**Problem**
Which lines in the items below contain the string "window"? Pull out every such line; letter case must match.
-- START --
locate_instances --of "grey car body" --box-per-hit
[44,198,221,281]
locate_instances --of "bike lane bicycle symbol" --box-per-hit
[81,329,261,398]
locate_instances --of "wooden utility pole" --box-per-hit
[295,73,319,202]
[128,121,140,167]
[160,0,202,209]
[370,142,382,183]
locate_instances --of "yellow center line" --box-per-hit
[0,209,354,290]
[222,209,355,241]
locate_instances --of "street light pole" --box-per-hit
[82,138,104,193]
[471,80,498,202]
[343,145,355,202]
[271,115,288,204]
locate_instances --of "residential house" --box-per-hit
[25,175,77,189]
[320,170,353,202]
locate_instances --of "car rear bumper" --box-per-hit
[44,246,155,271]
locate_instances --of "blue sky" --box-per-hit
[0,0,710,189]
-- END --
-- START --
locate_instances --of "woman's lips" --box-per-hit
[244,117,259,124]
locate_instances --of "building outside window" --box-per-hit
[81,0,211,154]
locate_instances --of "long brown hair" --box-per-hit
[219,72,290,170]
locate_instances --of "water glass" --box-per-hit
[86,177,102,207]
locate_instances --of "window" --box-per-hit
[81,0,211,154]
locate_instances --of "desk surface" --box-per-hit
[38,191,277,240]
-- END --
**Task output**
locate_instances --of "building outside window" --box-per-hit
locate_instances --of "window" --box-per-hit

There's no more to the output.